▶ [What is needed]: Return exactly the span of lines that opens with the line containing "Tag weathered grey-brown" and closes with the last line of the data, inclusive.

▶ [Records shown]:
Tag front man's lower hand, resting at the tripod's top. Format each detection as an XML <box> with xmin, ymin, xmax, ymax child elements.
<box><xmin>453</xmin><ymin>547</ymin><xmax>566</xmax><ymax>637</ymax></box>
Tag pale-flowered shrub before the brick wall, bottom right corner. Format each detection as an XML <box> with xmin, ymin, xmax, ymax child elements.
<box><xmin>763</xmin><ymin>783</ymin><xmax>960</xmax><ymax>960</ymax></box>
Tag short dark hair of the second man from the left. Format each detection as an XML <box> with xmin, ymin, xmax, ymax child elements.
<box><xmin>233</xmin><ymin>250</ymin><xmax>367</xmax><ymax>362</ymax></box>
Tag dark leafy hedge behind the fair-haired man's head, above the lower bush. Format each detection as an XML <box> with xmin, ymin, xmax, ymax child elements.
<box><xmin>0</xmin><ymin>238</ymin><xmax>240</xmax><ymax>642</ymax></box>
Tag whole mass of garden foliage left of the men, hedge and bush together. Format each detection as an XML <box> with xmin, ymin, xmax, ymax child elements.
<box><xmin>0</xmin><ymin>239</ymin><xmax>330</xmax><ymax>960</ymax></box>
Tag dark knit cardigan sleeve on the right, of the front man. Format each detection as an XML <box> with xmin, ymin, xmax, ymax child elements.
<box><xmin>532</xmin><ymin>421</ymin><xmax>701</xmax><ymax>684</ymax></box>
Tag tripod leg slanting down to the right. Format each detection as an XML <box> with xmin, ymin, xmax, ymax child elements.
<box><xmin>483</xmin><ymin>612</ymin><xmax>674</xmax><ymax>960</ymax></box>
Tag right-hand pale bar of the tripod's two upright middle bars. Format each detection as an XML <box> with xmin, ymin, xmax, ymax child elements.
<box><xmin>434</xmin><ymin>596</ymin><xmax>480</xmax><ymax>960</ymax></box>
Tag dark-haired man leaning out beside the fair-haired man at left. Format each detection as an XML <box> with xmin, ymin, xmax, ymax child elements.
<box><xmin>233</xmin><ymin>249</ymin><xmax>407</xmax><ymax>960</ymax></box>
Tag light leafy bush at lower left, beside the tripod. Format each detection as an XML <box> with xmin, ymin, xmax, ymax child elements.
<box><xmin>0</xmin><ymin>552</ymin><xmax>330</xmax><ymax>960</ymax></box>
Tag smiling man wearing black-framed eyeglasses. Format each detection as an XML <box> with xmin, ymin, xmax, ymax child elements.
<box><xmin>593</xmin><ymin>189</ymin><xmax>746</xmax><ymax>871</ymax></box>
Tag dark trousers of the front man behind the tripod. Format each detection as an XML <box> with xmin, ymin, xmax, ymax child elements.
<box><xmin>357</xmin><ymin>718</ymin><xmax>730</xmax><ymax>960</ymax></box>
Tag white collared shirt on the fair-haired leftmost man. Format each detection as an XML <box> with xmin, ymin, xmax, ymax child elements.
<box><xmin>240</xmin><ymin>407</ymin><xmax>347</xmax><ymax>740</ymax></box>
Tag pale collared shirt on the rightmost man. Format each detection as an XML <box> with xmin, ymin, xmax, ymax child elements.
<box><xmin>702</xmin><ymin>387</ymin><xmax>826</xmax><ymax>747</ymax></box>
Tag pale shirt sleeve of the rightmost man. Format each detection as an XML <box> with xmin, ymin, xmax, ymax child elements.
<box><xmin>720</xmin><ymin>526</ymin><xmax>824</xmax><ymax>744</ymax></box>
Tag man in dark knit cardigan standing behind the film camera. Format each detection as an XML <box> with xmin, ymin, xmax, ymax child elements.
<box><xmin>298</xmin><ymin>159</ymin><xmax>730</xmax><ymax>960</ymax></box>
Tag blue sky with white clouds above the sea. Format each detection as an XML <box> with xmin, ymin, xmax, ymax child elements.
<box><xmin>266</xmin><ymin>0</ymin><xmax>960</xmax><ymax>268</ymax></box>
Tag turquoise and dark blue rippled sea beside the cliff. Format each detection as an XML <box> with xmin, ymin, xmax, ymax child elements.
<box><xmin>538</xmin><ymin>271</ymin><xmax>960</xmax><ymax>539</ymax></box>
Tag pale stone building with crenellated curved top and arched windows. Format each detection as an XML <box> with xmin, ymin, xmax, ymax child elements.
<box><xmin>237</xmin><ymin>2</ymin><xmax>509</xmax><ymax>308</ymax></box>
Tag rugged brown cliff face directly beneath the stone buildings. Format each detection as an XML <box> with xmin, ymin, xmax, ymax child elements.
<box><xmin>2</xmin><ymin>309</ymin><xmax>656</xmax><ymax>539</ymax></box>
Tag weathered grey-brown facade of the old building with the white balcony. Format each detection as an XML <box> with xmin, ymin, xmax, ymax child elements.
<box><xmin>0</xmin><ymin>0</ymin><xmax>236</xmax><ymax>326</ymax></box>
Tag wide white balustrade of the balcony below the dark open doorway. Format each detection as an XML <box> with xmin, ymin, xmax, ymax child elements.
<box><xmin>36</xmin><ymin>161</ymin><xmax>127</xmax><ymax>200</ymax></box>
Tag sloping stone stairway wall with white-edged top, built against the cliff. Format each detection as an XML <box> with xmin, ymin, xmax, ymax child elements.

▶ [Response to the task]:
Tag weathered grey-brown facade of the old building with the white balcony. Format each detection as an XML <box> with xmin, ymin, xmax, ymax child elements.
<box><xmin>0</xmin><ymin>0</ymin><xmax>236</xmax><ymax>326</ymax></box>
Tag wide white balustrade of the balcony below the dark open doorway. Format each detection as an XML <box> with xmin, ymin, xmax, ymax child elements.
<box><xmin>36</xmin><ymin>161</ymin><xmax>127</xmax><ymax>200</ymax></box>
Tag sloping stone stairway wall with white-edged top, built against the cliff. Format each detection as an XML <box> with xmin, ymin, xmax, ymax child elements.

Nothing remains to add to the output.